— Start Extracted material —

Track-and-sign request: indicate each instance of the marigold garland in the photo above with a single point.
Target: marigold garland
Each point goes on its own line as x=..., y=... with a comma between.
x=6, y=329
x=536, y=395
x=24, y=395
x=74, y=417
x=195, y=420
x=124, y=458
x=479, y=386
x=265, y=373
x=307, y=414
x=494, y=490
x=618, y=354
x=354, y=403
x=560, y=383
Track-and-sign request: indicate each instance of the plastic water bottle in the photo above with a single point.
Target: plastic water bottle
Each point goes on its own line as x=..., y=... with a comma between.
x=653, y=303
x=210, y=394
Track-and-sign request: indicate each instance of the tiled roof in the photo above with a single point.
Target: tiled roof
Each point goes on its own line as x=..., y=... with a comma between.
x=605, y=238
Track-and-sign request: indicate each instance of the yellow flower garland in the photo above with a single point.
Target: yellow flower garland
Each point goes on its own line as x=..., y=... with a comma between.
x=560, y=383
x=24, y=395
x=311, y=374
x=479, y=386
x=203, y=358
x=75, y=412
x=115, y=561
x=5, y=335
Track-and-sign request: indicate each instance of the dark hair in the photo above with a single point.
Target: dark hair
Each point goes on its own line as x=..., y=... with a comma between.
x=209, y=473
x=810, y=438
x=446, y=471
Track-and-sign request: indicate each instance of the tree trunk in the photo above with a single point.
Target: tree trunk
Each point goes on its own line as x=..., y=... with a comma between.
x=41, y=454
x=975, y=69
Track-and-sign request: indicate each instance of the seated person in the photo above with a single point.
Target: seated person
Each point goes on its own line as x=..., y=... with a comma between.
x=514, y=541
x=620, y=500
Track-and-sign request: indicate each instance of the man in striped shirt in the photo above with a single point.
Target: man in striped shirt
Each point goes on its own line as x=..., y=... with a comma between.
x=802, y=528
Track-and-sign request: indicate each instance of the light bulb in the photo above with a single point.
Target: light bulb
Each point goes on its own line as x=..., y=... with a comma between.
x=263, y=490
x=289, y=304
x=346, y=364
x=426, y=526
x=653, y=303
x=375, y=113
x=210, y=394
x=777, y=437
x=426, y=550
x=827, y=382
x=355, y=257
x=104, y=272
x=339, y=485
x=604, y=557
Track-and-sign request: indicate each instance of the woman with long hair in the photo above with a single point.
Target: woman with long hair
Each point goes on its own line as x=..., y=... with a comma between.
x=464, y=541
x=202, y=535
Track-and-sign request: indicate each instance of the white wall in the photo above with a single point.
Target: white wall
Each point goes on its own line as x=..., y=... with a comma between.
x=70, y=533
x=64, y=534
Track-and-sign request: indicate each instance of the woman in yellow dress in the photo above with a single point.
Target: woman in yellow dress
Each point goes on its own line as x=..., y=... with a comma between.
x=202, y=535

— End Extracted material —
— Start Extracted material —

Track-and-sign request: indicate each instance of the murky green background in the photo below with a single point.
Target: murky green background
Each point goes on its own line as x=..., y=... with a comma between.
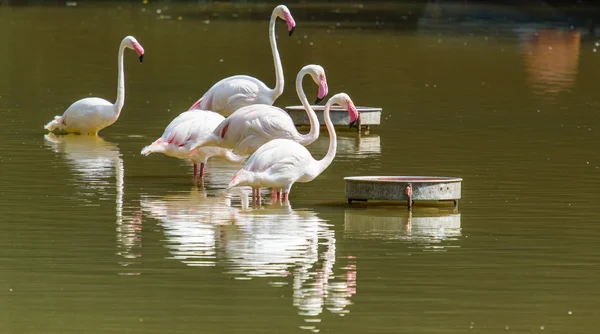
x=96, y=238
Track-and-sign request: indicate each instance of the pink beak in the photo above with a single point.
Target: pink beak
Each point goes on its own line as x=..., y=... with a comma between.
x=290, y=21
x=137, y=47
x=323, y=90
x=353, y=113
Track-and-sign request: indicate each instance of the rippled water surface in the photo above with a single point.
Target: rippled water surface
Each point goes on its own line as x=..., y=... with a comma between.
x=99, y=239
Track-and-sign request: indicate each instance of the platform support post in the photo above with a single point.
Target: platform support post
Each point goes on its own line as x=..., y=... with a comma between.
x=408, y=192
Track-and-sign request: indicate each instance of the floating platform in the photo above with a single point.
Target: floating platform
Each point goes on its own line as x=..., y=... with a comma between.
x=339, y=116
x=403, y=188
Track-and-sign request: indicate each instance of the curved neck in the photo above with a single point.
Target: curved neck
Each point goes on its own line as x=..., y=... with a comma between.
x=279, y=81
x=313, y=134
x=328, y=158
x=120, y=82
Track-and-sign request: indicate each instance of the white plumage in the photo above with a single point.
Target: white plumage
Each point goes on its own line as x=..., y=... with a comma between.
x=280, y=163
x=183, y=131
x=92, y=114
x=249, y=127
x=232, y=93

— End Extracted material —

Do this
Give back the lines that open with the one containing "Track-and-sign request: indicate each instance of the man" and close with the one containing "x=802, y=528", with "striped shirt" swapped for "plaid shirt" and nothing else changed.

Response to this task
Track-and-sign request: indicate each instance of the man in plaid shirt in the photo above with a single point.
Target: man in plaid shirt
Each point goes on its own line as x=..., y=... with a comma between.
x=802, y=528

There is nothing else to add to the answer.